We get to the park. He is fine, good even. Me, well let’s just say thank god there is a bottle of white wine in the fridge.

And at least it was my parents, the in-laws don’t need any more ammunition.

Maybe this full time work caper isn’t such a bad option after all.

It’s finally making sense

Tuesday, June 18th, 2013

Today my wild child turned 4. He had the absolute best day ever. We all did. In fact it is not even 8 oclock at night and the reason I have time to sit and reflect and write and wonder is because all of the boys are asleep already, including my husband.

This in itself isn’t that unusual, but the feeling of space I have because we had such a great day is a little more abnormal. Sometimes I have time to myself at night, if I got enough work done that day, then I can just watch TV and let the day wash over me. Often there are feelings of regret, of negativity, of messing something up, or ruining what could have been fun, or my kids craziness getting the better of me.

Given data

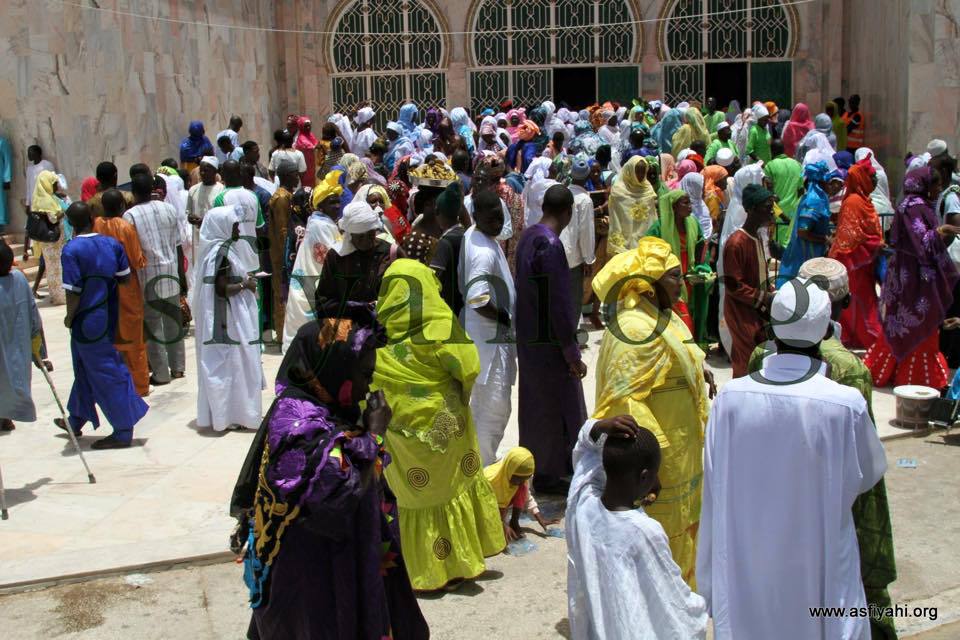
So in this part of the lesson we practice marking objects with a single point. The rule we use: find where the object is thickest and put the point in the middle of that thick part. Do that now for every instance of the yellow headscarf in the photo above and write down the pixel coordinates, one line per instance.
(636, 270)
(658, 338)
(43, 199)
(517, 462)
(329, 186)
(633, 207)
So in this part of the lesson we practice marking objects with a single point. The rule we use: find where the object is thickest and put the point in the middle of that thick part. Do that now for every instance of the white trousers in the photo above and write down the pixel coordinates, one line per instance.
(490, 406)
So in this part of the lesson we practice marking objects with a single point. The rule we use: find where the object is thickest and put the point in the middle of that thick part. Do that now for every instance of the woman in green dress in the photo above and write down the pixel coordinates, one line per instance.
(449, 517)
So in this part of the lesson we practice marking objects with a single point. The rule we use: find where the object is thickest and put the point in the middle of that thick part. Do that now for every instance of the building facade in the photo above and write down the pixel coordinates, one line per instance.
(102, 81)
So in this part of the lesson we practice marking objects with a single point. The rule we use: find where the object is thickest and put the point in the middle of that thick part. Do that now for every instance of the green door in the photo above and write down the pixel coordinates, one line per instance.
(618, 84)
(772, 81)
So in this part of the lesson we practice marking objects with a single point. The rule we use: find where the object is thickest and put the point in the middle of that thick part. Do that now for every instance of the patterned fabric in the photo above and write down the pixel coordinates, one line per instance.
(419, 246)
(920, 276)
(449, 519)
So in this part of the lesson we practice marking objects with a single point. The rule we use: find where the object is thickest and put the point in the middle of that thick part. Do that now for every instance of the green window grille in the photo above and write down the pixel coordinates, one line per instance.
(488, 89)
(757, 32)
(490, 43)
(531, 44)
(575, 43)
(616, 32)
(620, 84)
(532, 86)
(727, 29)
(387, 53)
(685, 30)
(515, 43)
(771, 29)
(772, 81)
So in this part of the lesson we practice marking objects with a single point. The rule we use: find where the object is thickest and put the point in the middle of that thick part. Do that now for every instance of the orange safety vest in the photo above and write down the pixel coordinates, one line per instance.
(855, 137)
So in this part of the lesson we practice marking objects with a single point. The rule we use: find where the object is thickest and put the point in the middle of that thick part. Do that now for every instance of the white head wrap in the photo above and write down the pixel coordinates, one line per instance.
(833, 271)
(820, 150)
(365, 115)
(724, 157)
(800, 313)
(358, 217)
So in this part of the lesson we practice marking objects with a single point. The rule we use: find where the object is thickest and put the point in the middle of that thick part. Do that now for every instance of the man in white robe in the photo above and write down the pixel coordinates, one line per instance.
(229, 369)
(364, 136)
(787, 452)
(622, 581)
(489, 295)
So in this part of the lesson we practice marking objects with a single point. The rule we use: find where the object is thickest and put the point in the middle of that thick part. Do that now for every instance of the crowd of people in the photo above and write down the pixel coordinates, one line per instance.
(412, 279)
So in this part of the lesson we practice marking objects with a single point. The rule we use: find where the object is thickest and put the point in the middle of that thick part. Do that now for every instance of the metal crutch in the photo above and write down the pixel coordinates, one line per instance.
(63, 413)
(3, 501)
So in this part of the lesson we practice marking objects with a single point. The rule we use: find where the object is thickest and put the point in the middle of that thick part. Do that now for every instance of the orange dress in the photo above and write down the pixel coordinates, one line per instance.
(129, 339)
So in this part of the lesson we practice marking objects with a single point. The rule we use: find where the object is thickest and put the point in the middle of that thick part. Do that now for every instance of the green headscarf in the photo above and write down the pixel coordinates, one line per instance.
(670, 233)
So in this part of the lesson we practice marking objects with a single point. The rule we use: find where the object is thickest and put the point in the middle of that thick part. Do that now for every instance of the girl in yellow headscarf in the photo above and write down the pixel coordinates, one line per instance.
(510, 479)
(650, 368)
(46, 203)
(632, 206)
(449, 520)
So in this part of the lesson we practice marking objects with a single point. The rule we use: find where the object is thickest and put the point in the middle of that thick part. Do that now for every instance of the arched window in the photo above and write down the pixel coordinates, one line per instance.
(520, 49)
(387, 52)
(743, 47)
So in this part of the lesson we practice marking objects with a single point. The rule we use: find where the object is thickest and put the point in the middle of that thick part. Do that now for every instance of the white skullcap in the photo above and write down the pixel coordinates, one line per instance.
(832, 271)
(800, 313)
(936, 146)
(364, 115)
(724, 157)
(358, 217)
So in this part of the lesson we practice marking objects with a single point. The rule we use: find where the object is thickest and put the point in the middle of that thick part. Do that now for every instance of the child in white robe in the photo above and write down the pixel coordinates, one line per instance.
(622, 581)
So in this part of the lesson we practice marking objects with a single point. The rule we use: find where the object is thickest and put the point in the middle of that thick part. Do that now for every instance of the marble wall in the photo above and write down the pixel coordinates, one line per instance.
(880, 74)
(97, 83)
(91, 85)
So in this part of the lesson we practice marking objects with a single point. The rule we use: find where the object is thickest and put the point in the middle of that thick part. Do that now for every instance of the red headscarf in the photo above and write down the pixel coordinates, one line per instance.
(799, 126)
(88, 188)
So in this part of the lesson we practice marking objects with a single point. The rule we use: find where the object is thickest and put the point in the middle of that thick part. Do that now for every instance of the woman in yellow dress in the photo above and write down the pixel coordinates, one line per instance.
(449, 517)
(650, 368)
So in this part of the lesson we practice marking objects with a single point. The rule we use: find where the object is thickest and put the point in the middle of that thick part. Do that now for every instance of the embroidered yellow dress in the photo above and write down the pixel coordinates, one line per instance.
(651, 368)
(449, 518)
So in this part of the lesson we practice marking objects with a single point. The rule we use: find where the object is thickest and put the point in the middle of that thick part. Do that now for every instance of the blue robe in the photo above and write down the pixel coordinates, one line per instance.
(91, 265)
(813, 214)
(19, 324)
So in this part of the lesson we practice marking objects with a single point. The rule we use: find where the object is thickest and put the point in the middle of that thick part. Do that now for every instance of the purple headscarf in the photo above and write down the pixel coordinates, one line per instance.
(918, 288)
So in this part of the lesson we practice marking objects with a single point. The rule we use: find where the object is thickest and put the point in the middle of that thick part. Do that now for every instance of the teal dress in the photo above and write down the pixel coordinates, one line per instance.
(813, 214)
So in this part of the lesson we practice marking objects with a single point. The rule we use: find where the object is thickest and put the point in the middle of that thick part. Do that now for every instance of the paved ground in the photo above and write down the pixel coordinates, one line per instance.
(165, 500)
(161, 500)
(519, 597)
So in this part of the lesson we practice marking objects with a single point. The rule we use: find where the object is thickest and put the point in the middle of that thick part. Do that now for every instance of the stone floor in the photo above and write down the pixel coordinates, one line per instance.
(164, 499)
(519, 596)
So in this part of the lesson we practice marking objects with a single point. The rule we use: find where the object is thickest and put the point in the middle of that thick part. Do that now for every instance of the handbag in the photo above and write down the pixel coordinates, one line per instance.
(40, 229)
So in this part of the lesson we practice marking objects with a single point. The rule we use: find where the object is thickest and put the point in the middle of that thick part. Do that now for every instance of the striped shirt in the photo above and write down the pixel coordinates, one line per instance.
(159, 232)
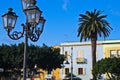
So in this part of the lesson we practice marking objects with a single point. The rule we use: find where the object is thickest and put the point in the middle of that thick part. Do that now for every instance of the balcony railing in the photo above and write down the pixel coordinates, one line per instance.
(81, 60)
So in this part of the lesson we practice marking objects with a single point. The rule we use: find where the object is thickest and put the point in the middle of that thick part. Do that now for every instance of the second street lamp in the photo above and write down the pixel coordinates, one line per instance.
(32, 28)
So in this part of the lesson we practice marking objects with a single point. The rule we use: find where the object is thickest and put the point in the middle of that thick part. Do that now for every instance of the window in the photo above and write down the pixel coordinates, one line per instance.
(81, 71)
(66, 70)
(112, 53)
(80, 57)
(80, 54)
(119, 53)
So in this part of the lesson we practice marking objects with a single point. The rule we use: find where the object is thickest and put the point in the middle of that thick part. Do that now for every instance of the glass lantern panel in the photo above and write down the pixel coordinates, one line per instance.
(5, 21)
(26, 4)
(11, 20)
(33, 16)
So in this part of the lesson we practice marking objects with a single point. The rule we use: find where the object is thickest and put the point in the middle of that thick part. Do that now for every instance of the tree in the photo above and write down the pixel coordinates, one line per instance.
(11, 59)
(74, 77)
(92, 24)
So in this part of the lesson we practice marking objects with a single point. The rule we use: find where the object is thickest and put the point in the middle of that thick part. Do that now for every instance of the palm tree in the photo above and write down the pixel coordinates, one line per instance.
(92, 24)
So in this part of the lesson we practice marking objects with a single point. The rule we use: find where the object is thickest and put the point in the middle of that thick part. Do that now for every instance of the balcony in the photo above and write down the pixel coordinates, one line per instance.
(81, 60)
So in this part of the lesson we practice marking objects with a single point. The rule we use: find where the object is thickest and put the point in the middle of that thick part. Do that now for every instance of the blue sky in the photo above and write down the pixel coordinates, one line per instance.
(62, 19)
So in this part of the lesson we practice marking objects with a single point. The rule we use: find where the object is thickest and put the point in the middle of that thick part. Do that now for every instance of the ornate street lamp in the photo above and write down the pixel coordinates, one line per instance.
(67, 62)
(32, 29)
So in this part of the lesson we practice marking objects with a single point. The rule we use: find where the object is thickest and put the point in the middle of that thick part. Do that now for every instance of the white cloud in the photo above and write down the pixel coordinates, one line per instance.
(65, 4)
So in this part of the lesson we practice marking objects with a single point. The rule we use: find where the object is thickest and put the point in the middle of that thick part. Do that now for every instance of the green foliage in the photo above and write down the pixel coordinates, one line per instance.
(74, 77)
(109, 66)
(93, 24)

Problem requirements
Extract the passage word for word, from "This in itself" up to and including "better of me.". The entries are not needed for this work.

Result of this task
This in itself isn’t that unusual, but the feeling of space I have because we had such a great day is a little more abnormal. Sometimes I have time to myself at night, if I got enough work done that day, then I can just watch TV and let the day wash over me. Often there are feelings of regret, of negativity, of messing something up, or ruining what could have been fun, or my kids craziness getting the better of me.